THE REQUEST >>
Count how many lines of the records below contain the string "trim", with case taken into account. Reply with the number alone.

Records of labeled points:
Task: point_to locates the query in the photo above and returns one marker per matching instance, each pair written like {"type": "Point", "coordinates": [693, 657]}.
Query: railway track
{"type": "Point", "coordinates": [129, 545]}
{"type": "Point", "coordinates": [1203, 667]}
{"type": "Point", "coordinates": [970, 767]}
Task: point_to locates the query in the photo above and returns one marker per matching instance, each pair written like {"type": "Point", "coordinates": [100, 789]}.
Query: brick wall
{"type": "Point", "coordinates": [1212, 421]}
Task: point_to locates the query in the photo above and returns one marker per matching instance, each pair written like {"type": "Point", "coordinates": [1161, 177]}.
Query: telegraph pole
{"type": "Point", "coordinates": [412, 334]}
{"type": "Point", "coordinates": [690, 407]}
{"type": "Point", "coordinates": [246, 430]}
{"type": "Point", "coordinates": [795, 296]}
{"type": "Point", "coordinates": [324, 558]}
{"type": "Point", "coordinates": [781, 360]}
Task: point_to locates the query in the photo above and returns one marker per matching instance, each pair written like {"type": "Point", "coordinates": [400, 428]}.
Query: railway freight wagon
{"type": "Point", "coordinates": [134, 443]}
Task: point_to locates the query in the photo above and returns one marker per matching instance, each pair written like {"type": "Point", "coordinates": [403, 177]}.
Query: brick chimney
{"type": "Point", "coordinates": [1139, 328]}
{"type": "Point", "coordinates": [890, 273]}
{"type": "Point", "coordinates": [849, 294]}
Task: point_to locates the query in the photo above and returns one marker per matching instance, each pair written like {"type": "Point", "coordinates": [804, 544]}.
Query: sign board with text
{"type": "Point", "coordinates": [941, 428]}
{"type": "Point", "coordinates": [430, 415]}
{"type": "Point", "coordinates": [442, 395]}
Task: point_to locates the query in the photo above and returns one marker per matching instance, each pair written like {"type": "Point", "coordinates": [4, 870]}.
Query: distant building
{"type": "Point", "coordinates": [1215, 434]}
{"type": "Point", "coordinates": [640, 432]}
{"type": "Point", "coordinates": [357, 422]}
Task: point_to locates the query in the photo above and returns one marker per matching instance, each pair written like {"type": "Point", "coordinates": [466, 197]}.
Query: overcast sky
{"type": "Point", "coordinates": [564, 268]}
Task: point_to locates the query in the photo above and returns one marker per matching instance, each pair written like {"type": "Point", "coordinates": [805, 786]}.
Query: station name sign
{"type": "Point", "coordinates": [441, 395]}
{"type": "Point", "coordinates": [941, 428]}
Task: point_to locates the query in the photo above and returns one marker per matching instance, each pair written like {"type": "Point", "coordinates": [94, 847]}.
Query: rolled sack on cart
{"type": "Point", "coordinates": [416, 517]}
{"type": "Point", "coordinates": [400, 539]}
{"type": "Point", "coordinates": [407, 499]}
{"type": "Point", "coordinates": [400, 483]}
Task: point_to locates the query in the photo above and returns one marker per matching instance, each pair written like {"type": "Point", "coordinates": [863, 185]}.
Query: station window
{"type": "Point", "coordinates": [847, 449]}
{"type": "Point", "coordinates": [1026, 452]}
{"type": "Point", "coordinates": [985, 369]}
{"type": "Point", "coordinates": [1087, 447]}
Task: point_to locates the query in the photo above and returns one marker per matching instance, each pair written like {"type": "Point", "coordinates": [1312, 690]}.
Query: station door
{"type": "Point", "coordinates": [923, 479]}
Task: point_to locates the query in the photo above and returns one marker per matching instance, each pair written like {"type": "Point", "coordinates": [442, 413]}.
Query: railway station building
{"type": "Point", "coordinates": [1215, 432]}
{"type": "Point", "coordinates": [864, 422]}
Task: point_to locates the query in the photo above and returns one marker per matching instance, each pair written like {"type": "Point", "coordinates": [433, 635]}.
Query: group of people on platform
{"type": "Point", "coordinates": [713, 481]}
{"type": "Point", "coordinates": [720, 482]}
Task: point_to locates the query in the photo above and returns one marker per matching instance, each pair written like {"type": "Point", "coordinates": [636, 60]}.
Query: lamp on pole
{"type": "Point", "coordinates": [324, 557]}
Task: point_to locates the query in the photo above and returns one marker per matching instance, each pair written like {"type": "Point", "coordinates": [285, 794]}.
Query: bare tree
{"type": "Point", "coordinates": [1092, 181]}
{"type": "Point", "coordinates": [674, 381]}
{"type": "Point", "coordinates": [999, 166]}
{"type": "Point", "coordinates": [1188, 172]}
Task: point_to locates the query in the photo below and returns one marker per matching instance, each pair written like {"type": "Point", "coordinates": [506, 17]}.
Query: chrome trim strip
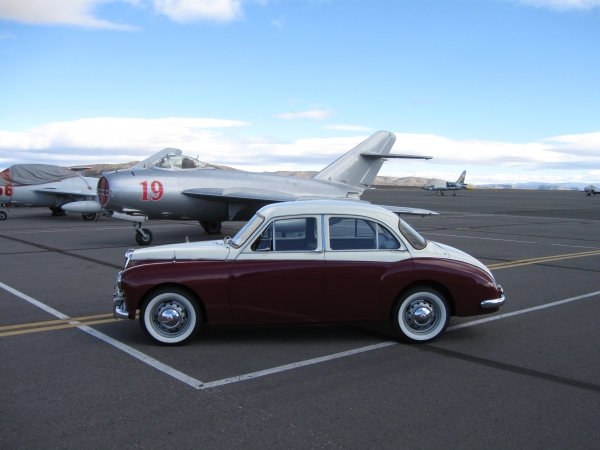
{"type": "Point", "coordinates": [119, 311]}
{"type": "Point", "coordinates": [495, 303]}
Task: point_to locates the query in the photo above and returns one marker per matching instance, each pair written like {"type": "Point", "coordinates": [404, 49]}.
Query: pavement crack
{"type": "Point", "coordinates": [62, 252]}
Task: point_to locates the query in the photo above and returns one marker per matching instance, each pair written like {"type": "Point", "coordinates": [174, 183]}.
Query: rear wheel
{"type": "Point", "coordinates": [170, 316]}
{"type": "Point", "coordinates": [421, 315]}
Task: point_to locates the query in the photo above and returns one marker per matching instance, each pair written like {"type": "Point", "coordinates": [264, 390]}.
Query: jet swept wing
{"type": "Point", "coordinates": [169, 185]}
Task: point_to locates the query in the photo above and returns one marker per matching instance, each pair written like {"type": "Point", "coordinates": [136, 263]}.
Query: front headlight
{"type": "Point", "coordinates": [128, 255]}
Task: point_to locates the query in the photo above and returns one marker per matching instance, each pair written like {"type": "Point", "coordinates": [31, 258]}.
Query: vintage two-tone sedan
{"type": "Point", "coordinates": [306, 262]}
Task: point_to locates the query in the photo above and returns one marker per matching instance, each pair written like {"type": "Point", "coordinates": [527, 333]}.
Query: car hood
{"type": "Point", "coordinates": [211, 250]}
{"type": "Point", "coordinates": [445, 251]}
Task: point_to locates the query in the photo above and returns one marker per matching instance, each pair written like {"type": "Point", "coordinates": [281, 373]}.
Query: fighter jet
{"type": "Point", "coordinates": [171, 186]}
{"type": "Point", "coordinates": [46, 186]}
{"type": "Point", "coordinates": [449, 185]}
{"type": "Point", "coordinates": [591, 189]}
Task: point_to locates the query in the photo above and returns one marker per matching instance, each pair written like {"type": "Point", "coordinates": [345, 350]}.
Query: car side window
{"type": "Point", "coordinates": [359, 234]}
{"type": "Point", "coordinates": [288, 235]}
{"type": "Point", "coordinates": [352, 234]}
{"type": "Point", "coordinates": [385, 239]}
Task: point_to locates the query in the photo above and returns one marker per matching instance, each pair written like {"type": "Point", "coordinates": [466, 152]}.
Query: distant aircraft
{"type": "Point", "coordinates": [171, 186]}
{"type": "Point", "coordinates": [449, 185]}
{"type": "Point", "coordinates": [591, 189]}
{"type": "Point", "coordinates": [44, 185]}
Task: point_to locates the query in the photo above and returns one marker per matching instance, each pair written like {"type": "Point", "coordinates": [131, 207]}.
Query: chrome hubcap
{"type": "Point", "coordinates": [421, 315]}
{"type": "Point", "coordinates": [170, 318]}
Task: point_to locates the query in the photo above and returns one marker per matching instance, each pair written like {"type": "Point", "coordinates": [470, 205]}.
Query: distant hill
{"type": "Point", "coordinates": [537, 186]}
{"type": "Point", "coordinates": [379, 181]}
{"type": "Point", "coordinates": [98, 169]}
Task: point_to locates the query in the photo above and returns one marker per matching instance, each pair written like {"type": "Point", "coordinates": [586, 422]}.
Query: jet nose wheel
{"type": "Point", "coordinates": [143, 236]}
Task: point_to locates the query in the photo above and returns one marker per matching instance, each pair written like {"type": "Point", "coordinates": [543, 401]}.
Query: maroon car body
{"type": "Point", "coordinates": [306, 262]}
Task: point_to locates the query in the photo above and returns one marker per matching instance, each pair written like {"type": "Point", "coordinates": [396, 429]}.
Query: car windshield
{"type": "Point", "coordinates": [414, 238]}
{"type": "Point", "coordinates": [247, 231]}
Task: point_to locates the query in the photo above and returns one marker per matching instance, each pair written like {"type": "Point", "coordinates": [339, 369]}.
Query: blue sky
{"type": "Point", "coordinates": [508, 90]}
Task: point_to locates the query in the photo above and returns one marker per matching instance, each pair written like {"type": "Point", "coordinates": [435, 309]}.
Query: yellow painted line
{"type": "Point", "coordinates": [53, 322]}
{"type": "Point", "coordinates": [57, 327]}
{"type": "Point", "coordinates": [525, 262]}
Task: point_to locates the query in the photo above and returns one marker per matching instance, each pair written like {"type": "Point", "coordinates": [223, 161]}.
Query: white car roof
{"type": "Point", "coordinates": [335, 207]}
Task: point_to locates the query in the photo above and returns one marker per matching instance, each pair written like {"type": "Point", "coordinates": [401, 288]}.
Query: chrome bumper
{"type": "Point", "coordinates": [495, 303]}
{"type": "Point", "coordinates": [119, 310]}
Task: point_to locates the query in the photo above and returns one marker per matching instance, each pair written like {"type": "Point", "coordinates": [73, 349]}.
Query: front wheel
{"type": "Point", "coordinates": [170, 316]}
{"type": "Point", "coordinates": [420, 315]}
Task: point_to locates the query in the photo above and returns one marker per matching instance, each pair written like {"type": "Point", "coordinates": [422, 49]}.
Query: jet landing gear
{"type": "Point", "coordinates": [143, 236]}
{"type": "Point", "coordinates": [211, 226]}
{"type": "Point", "coordinates": [57, 211]}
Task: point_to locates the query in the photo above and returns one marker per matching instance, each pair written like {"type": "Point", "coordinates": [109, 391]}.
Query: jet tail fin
{"type": "Point", "coordinates": [164, 152]}
{"type": "Point", "coordinates": [359, 167]}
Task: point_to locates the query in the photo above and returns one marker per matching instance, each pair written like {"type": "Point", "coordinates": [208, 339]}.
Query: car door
{"type": "Point", "coordinates": [366, 267]}
{"type": "Point", "coordinates": [280, 276]}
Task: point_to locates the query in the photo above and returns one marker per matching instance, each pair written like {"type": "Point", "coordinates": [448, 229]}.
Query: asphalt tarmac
{"type": "Point", "coordinates": [526, 377]}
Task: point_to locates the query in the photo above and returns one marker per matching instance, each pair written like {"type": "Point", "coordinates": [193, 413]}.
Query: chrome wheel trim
{"type": "Point", "coordinates": [170, 318]}
{"type": "Point", "coordinates": [422, 316]}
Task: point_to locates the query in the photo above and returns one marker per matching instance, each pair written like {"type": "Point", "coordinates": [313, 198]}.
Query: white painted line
{"type": "Point", "coordinates": [34, 302]}
{"type": "Point", "coordinates": [508, 240]}
{"type": "Point", "coordinates": [291, 366]}
{"type": "Point", "coordinates": [522, 311]}
{"type": "Point", "coordinates": [103, 337]}
{"type": "Point", "coordinates": [196, 384]}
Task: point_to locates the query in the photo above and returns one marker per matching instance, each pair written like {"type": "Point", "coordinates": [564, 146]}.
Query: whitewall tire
{"type": "Point", "coordinates": [170, 316]}
{"type": "Point", "coordinates": [421, 315]}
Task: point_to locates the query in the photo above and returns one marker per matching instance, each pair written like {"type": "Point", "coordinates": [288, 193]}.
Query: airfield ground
{"type": "Point", "coordinates": [526, 377]}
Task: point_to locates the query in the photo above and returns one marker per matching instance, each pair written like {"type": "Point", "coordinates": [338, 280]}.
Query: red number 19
{"type": "Point", "coordinates": [155, 187]}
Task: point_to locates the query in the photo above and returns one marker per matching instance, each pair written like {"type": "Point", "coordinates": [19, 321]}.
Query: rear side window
{"type": "Point", "coordinates": [414, 238]}
{"type": "Point", "coordinates": [289, 235]}
{"type": "Point", "coordinates": [359, 234]}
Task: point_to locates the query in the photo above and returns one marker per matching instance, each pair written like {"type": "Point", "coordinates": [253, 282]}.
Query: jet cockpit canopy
{"type": "Point", "coordinates": [178, 162]}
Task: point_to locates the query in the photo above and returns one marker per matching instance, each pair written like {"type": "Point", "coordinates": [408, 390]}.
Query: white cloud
{"type": "Point", "coordinates": [314, 114]}
{"type": "Point", "coordinates": [563, 4]}
{"type": "Point", "coordinates": [80, 12]}
{"type": "Point", "coordinates": [64, 12]}
{"type": "Point", "coordinates": [113, 140]}
{"type": "Point", "coordinates": [347, 128]}
{"type": "Point", "coordinates": [191, 10]}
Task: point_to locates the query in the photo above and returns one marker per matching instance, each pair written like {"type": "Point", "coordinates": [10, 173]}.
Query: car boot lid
{"type": "Point", "coordinates": [208, 250]}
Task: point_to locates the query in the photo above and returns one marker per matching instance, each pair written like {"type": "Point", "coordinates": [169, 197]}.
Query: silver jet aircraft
{"type": "Point", "coordinates": [591, 189]}
{"type": "Point", "coordinates": [449, 185]}
{"type": "Point", "coordinates": [44, 185]}
{"type": "Point", "coordinates": [171, 186]}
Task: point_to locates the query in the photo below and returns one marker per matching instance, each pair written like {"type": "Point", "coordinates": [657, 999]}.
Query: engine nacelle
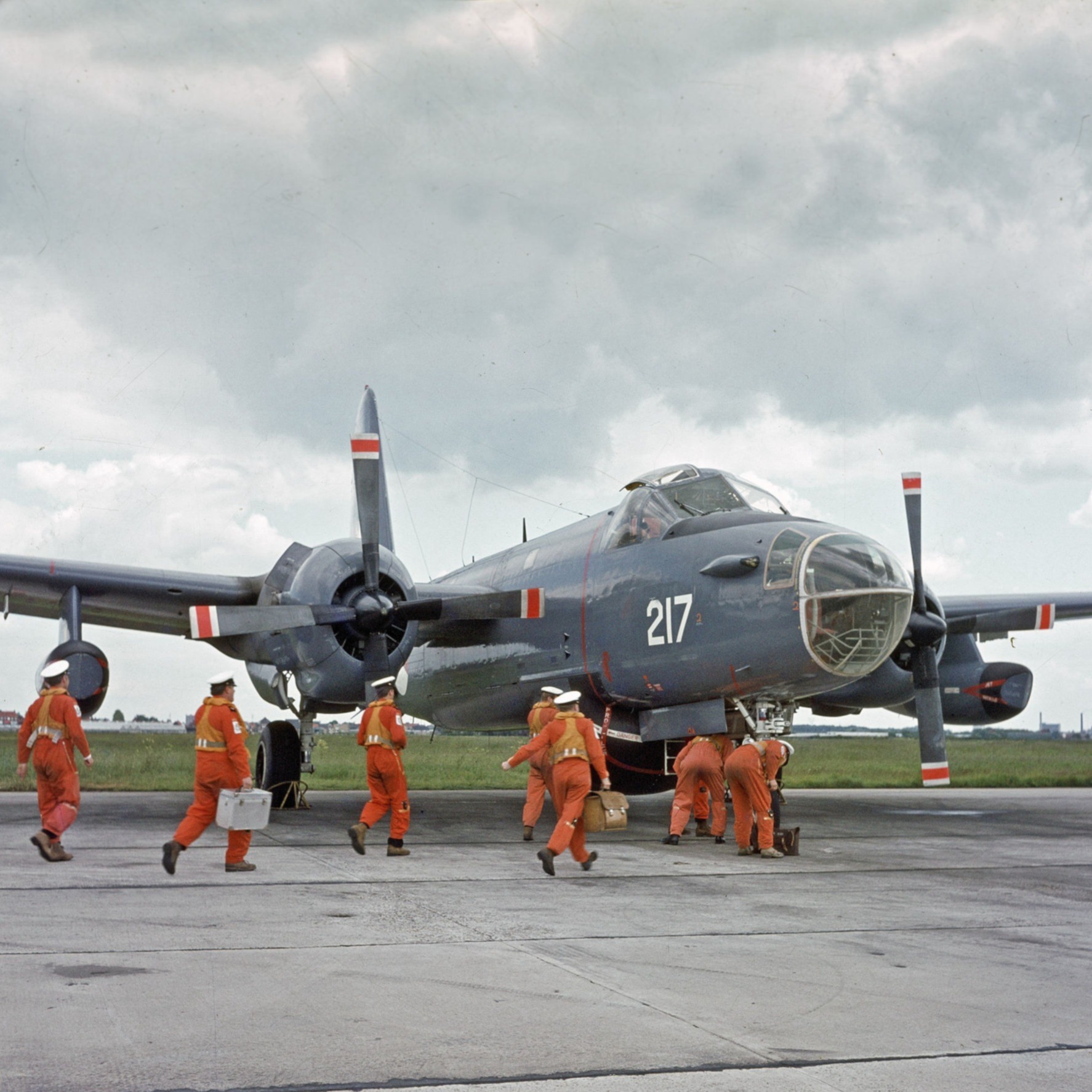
{"type": "Point", "coordinates": [976, 693]}
{"type": "Point", "coordinates": [330, 662]}
{"type": "Point", "coordinates": [89, 674]}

REPLY TO THE TASK >>
2